--- PASSAGE TO READ ---
Sadly, this is one component of mergers and acquisitions that often gets overlooked. I’ve seen it a million times. Executives, accountants, and attorneys are all burning the midnight oil, trying to pull together an agreeable deal before a deadline comes—and as they do so, they forget all about the less-tangible components of culture and team dynamics.

Thinking About Culture in the Face of a Merger

When you forget about culture, though, you run a major risk of disenfranchisement—among your team members and perhaps among your customers, too. Here are a few recommendations I’d make for avoiding that.

  • Make communication a priority. Know what your culture is, and what values unite your team. Convey that culture to all new employees you bring into the fold. Also keep the lines of communication open with your people, and make it clear that you want to hear about any concerns they have during the transition. As in so many aspects of business, good communication will address most of your problems before they even become problems.
  • Look for common ground. Merging two companies often means combining two totally different cultures, but if you spend some time thinking about it you will likely find some commonalities, some shared values. Make those major areas of emphasis in the early days of the merger.
  • Look for cultural ambassadors, both in your company and in the one you’re merging with—people who believe in the company vision and are committed to the success of the newly merged business. Engage them early, soliciting their feedback and asking them to be leaders in engaging the rest of the team.

--- TASK INSTRUCTIONS ---
Extract the full passage on company culture during mergers, reproducing it word for word. The material after this passage is separate from it.

--- DATA ROWS ---

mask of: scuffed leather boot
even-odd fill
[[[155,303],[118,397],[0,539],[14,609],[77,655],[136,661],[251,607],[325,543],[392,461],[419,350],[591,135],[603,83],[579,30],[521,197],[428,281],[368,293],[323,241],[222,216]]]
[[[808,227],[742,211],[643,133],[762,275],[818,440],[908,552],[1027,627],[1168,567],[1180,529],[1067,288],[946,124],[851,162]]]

---

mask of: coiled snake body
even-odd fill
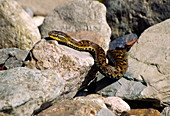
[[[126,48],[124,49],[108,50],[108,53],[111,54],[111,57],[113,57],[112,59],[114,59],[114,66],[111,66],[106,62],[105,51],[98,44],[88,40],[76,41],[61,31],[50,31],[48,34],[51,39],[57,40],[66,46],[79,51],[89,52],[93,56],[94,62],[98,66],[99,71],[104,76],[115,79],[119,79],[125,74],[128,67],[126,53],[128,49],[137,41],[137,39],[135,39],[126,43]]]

--

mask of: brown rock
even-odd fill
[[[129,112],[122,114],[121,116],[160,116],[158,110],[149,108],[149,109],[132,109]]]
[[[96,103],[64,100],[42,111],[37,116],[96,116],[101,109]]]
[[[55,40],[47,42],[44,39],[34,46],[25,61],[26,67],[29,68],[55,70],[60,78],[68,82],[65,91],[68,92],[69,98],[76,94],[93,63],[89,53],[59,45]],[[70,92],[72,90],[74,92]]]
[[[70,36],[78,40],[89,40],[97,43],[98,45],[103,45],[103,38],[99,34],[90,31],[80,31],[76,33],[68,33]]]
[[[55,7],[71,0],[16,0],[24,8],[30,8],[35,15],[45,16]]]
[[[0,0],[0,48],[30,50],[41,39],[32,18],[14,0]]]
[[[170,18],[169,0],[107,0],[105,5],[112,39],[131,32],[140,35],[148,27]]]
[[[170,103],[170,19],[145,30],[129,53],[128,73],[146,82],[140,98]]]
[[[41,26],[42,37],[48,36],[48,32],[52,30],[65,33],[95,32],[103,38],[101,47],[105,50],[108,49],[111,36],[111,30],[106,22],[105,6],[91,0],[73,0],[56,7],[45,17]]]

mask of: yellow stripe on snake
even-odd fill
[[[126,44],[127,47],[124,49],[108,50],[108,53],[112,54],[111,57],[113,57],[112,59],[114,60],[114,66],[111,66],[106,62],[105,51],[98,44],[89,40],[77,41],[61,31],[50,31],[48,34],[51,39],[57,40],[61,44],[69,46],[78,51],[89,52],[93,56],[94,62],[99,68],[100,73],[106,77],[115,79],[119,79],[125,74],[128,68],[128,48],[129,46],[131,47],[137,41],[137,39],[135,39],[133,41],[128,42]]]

--- SOLUTION FOR THIS EXERCISE ---
Sadly, this is one component of mergers and acquisitions that often gets overlooked. I’ve seen it a million times. Executives, accountants, and attorneys are all burning the midnight oil, trying to pull together an agreeable deal before a deadline comes—and as they do so, they forget all about the less-tangible components of culture and team dynamics.

Thinking About Culture in the Face of a Merger

When you forget about culture, though, you run a major risk of disenfranchisement—among your team members and perhaps among your customers, too. Here are a few recommendations I’d make for avoiding that.

  • Make communication a priority. Know what your culture is, and what values unite your team. Convey that culture to all new employees you bring into the fold. Also keep the lines of communication open with your people, and make it clear that you want to hear about any concerns they have during the transition. As in so many aspects of business, good communication will address most of your problems before they even become problems.
  • Look for common ground. Merging two companies often means combining two totally different cultures, but if you spend some time thinking about it you will likely find some commonalities, some shared values. Make those major areas of emphasis in the early days of the merger.
  • Look for cultural ambassadors, both in your company and in the one you’re merging with—people who believe in the company vision and are committed to the success of the newly merged business. Engage them early, soliciting their feedback and asking them to be leaders in engaging the rest of the team.